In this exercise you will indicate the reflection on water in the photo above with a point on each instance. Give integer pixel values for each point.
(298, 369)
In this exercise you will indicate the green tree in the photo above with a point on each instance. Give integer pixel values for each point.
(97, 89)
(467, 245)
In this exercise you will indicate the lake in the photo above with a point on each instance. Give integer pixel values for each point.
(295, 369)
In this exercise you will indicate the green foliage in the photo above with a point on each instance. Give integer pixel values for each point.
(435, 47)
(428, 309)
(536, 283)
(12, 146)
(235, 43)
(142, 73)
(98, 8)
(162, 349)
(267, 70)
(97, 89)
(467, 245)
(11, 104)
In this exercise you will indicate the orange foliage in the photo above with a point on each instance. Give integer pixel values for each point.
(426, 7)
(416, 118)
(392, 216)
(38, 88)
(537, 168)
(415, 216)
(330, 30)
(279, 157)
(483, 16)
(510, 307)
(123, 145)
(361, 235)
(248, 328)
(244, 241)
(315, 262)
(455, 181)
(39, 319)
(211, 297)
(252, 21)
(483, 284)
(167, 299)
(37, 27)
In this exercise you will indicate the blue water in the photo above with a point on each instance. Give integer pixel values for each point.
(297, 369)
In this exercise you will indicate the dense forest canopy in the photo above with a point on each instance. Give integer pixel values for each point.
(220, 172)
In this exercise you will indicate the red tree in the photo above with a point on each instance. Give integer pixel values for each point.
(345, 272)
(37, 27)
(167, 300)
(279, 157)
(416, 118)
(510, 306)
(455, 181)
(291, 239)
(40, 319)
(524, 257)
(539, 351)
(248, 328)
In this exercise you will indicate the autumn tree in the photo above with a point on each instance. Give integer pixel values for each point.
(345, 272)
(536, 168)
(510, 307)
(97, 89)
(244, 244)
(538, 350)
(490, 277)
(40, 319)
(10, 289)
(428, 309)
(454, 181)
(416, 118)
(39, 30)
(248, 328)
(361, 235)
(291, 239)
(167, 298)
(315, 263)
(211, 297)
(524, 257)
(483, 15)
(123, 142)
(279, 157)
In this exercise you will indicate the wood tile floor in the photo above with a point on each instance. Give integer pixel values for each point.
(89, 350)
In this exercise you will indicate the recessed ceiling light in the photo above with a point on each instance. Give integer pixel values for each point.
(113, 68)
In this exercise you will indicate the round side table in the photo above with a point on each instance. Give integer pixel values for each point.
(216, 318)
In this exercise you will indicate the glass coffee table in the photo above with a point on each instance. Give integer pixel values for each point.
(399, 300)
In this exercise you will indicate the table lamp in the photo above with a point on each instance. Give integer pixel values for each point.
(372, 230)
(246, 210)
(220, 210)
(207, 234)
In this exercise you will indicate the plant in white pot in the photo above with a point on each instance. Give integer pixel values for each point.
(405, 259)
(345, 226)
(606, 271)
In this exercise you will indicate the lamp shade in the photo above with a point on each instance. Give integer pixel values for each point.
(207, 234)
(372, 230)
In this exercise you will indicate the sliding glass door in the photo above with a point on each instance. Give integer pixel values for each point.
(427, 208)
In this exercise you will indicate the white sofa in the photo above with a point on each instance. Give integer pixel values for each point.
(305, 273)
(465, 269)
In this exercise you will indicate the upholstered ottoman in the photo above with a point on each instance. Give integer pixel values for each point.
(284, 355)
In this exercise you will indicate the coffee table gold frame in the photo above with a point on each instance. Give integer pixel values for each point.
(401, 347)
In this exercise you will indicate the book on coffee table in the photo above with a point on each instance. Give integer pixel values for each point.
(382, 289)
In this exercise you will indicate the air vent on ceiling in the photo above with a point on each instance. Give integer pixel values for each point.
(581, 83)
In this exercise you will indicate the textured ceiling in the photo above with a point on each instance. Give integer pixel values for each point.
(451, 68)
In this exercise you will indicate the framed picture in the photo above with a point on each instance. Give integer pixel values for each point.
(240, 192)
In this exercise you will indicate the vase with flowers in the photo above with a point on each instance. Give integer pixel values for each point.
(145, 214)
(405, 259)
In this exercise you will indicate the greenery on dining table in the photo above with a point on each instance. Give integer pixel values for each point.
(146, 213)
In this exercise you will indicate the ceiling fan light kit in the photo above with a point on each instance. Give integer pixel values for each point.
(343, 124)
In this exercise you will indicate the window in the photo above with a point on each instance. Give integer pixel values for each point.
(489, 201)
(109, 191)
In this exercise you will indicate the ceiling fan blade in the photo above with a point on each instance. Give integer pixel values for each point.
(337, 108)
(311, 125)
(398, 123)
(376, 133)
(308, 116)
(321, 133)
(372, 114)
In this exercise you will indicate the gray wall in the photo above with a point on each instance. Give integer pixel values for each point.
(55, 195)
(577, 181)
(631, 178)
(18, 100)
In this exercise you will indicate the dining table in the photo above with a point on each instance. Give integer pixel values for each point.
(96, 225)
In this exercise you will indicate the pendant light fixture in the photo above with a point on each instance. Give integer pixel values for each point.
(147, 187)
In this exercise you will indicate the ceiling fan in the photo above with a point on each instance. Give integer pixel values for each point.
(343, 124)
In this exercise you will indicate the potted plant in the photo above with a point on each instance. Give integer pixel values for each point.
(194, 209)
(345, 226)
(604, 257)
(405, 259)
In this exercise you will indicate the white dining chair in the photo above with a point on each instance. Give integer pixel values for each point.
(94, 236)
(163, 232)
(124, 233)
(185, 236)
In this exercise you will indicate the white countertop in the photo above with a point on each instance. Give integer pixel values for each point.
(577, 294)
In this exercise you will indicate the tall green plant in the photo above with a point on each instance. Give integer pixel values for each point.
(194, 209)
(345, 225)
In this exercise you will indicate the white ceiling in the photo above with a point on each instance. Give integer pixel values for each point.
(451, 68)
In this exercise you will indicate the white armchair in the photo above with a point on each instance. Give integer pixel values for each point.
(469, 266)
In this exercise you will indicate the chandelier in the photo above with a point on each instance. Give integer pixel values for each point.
______
## Task goal
The data above should be reproduced in full, word for word.

## Exercise answer
In this exercise you will indicate the reflection on water in the photo above with a point on each instance. Give integer pixel values for each point.
(298, 369)
In this exercise you will indicate the green tree in the photo above with a point on each instance. Give integer pixel values for each point.
(97, 89)
(467, 245)
In this exercise you will indicate the lake in the photo above with a point on each instance. Give integer pixel values for each point.
(295, 369)
In this exercise you will indicate the green foliage in the photo above with a point on each instance. Give integer pixel values for each point.
(435, 47)
(428, 309)
(536, 283)
(12, 146)
(235, 43)
(142, 73)
(98, 8)
(162, 349)
(267, 70)
(97, 89)
(467, 245)
(11, 104)
In this exercise you will indicate the orange foliage in the photo above with a point on each instance. Give integer pixel values for each point.
(426, 7)
(416, 118)
(392, 216)
(38, 88)
(537, 168)
(415, 216)
(330, 30)
(279, 157)
(483, 16)
(510, 307)
(123, 145)
(361, 235)
(248, 328)
(244, 241)
(315, 262)
(455, 181)
(39, 319)
(211, 297)
(252, 21)
(483, 284)
(167, 299)
(37, 27)
In this exercise you will indicate the blue water in the photo above with a point on each instance. Give integer pixel values for each point.
(297, 369)
In this exercise you will indicate the dense forest canopy in the photo above with a point on each instance. Give integer pixel values for each point.
(220, 172)
In this exercise you will indicate the red tree in the photo above with a point on each instance. Give integer pixel values for each point.
(345, 272)
(37, 27)
(167, 300)
(279, 157)
(416, 118)
(510, 306)
(455, 181)
(291, 239)
(40, 319)
(524, 257)
(539, 351)
(248, 328)
In this exercise you will indicate the autumn tree in the photo above with a point on each instance. Give integer pixel values for each point.
(345, 272)
(536, 168)
(510, 307)
(97, 89)
(244, 244)
(538, 350)
(490, 277)
(40, 319)
(10, 289)
(428, 309)
(454, 181)
(416, 118)
(39, 30)
(248, 328)
(361, 235)
(291, 239)
(167, 298)
(315, 263)
(211, 297)
(524, 257)
(483, 15)
(123, 142)
(279, 157)
In this exercise you will indicate the wood tile floor in the photo above with a point on each instance. Give integer pixel values for each point.
(89, 350)
In this exercise you will indicate the recessed ceiling light in the photo above with a point on each instance. Give integer pixel values for each point.
(113, 68)
In this exercise you will indicate the round side table in the photo above with a point on each instance. Give integer pixel values for each point.
(216, 318)
In this exercise you will indicate the glass coffee table in the photo above with a point on each instance. Give integer pixel values for each point.
(399, 300)
In this exercise you will indicate the table lamp in the photo above with a point on each instance. Give integer pixel values for each point.
(372, 230)
(246, 210)
(220, 210)
(207, 234)
In this exercise you will indicate the plant in white pot in the photo above with a point on each instance. Give integer pixel values for each point.
(405, 259)
(345, 226)
(606, 271)
In this exercise you will indicate the lamp shade in the photo above with a point on each instance. Give integer pixel values for each point.
(207, 234)
(372, 230)
In this exercise you will indicate the sliding glass door in the photo above with a point on each instance. Give integer pixel values for each point.
(427, 208)
In this exercise you will indicate the white sofa in the photo above with a point on each instance. Give integer pixel values for each point.
(305, 273)
(465, 269)
In this exercise you will indicate the upholstered ottoman in the photo above with a point on each instance. Give integer pixel values for each point.
(284, 355)
In this exercise you will indicate the coffee table gold frame in the photo above with a point on each instance. Give integer pixel values for each point.
(401, 347)
In this exercise you will indicate the book on coffee table in the photo above with a point on each instance. Give integer pixel values for each point.
(382, 289)
In this exercise you will indicate the air vent on ceiling in the photo above with a point on each instance. Give integer pixel values for each point.
(581, 83)
In this exercise you will indicate the textured ceiling in the photo above with a point on each instance. Give integer pixel values for each point.
(451, 68)
In this exercise you will indicate the framed picture in the photo above with a point on each instance. Give integer pixel values for each point.
(240, 192)
In this exercise you will indicate the vase with flowers in the photo above with a point on each instance. Give integer pixel values for each point.
(145, 214)
(405, 259)
In this exercise you will indicate the greenery on dining table in the photo above with a point on each instance. Give integer pixel values for each point.
(146, 213)
In this exercise you will indicate the ceiling fan light kit in the photo above with a point on each instance. Give integer pixel values for each point.
(343, 124)
In this exercise you will indicate the window in the photo above with a point on each instance. Give integer pixel values for each point.
(489, 201)
(109, 191)
In this exercise you will indicate the ceiling fan blade in the photo above with a point on each instance. Give integer pixel values for each point.
(337, 108)
(311, 125)
(398, 123)
(376, 133)
(308, 116)
(321, 133)
(372, 114)
In this exercise you will indicate the gray wall in the photo above with a point on each instance. Give integer pixel values for each point.
(55, 195)
(577, 181)
(631, 178)
(18, 100)
In this exercise you will indicate the dining table in the photo above with a point on each instance. Give integer pixel values for each point.
(96, 225)
In this exercise you will indicate the pendant light fixture in the photo above with a point on each instance. Give integer pixel values for each point.
(147, 187)
In this exercise you will indicate the ceiling fan in the photo above with a point on each instance. Give integer pixel values for each point.
(343, 124)
In this exercise you will indicate the potted plant in the photo above with a point on each instance. Give integer pixel values for each point.
(194, 209)
(345, 226)
(604, 257)
(405, 259)
In this exercise you will indicate the white dining chair in the photo above with a point on each instance. Give integer pixel values for each point.
(94, 236)
(163, 232)
(124, 233)
(185, 236)
In this exercise you will indicate the white countertop in the photo above with a point on each instance. Give integer pixel values for each point.
(577, 294)
In this exercise you will indicate the tall green plant in the photo above with a point on each instance. Give integer pixel values for each point.
(194, 209)
(345, 225)
In this exercise you will indicate the white ceiling in the photo above with a point on each instance. Give integer pixel values for each point.
(451, 68)
In this exercise you will indicate the white armchair in the photo above with a point on each instance. Give integer pixel values for each point.
(469, 266)
In this exercise you will indicate the chandelier in the photo above with a point on each instance. Give integer pixel values for each point.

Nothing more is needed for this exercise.